WHAT YOU NEED TO DO
Each entry should be quoted word for word, including every mark of punctuation.

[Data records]
>>>>

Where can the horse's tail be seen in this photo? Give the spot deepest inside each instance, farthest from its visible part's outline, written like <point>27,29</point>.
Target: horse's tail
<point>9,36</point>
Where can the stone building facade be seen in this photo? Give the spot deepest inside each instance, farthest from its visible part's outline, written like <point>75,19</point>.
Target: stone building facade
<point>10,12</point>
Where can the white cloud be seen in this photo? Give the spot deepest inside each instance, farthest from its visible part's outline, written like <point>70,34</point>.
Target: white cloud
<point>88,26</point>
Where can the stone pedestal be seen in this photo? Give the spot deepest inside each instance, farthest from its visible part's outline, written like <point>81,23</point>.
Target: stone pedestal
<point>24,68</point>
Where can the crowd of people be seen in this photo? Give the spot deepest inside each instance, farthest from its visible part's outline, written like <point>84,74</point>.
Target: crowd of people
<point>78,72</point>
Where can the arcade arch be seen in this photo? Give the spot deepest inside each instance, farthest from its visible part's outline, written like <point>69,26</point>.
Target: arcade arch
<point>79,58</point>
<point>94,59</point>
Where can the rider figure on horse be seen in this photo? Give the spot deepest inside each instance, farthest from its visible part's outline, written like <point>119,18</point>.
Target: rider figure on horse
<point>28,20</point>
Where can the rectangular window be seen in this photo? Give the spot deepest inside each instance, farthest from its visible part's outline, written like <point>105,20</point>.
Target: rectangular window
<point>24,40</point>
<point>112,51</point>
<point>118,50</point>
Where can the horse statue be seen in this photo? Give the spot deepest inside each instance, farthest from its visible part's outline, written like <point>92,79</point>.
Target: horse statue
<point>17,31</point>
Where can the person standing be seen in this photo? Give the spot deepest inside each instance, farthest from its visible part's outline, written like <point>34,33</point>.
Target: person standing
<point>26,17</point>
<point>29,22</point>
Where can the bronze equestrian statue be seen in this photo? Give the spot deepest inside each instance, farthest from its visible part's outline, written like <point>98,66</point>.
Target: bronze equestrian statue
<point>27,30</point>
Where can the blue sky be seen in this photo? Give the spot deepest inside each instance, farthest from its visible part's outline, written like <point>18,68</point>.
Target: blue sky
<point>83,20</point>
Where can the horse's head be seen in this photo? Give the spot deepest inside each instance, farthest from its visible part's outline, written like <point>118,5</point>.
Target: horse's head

<<<<

EXERCISE OUTPUT
Where can the horse's tail be seen in this photo? Give the spot deepest inside each instance, farthest from its visible part's outline, written like <point>27,29</point>.
Target: horse's tail
<point>9,36</point>
Where can the stone building facade be seen in this photo? Give the spot deepest inside each instance, farthest from its visible part's outline, written like <point>75,19</point>.
Target: stone building facade
<point>10,12</point>
Where can the white cloud be seen in this photo? Give the spot deepest inside each instance, farthest from its visible part's outline, written like <point>70,34</point>.
Target: white cloud
<point>88,26</point>
Where can the stone pedestal be seen in this photo? Give the spot deepest inside each instance, farthest from its visible part's outline, written like <point>81,23</point>.
Target: stone pedestal
<point>24,68</point>
Where can the crowd of people be seen in this photo? Give the spot deepest inside each instance, farthest from its visible part's outline, written like <point>84,74</point>.
Target: crowd of people
<point>78,72</point>
Where can the arcade arch be seen in this photo? Give the spot deepest inside each instance, farthest from its visible part's outline, written like <point>69,26</point>.
Target: arcade arch
<point>79,58</point>
<point>94,59</point>
Where can the rider figure on horse be seen in this photo? Give the spot deepest inside each instance, farthest from its visible part's outline, written like <point>119,18</point>.
Target: rider figure on horse
<point>28,20</point>
Where can the rectangular window be seen in this photo? Give the spot deepest inside each instance, farthest from its visible part's outline, written like <point>105,20</point>.
Target: rectangular window
<point>24,40</point>
<point>112,51</point>
<point>118,50</point>
Where can the horse statue be seen in this photo? Give the spot deepest inside each instance, farthest from its visible part's outline, written like <point>92,79</point>.
Target: horse statue
<point>17,31</point>
Where can the person standing be seen in this photo? Give the spot deepest inside each instance, farthest from its visible part's outline, written like <point>34,33</point>.
Target: person standing
<point>26,17</point>
<point>29,22</point>
Where can the bronze equestrian statue be seen in this photo? Give the spot deepest inside each instance, farthest from its visible part's outline, written like <point>98,66</point>.
Target: bronze equestrian statue
<point>27,30</point>
Where can the blue sky be seen in this photo? Give the spot deepest inside each instance, farthest from its visible part's outline, written like <point>18,68</point>.
Target: blue sky
<point>83,20</point>
Where can the horse's head be seen in this photo? Give the spot deepest inside each instance, farthest from its visible part's outline, written like <point>118,5</point>.
Target: horse's head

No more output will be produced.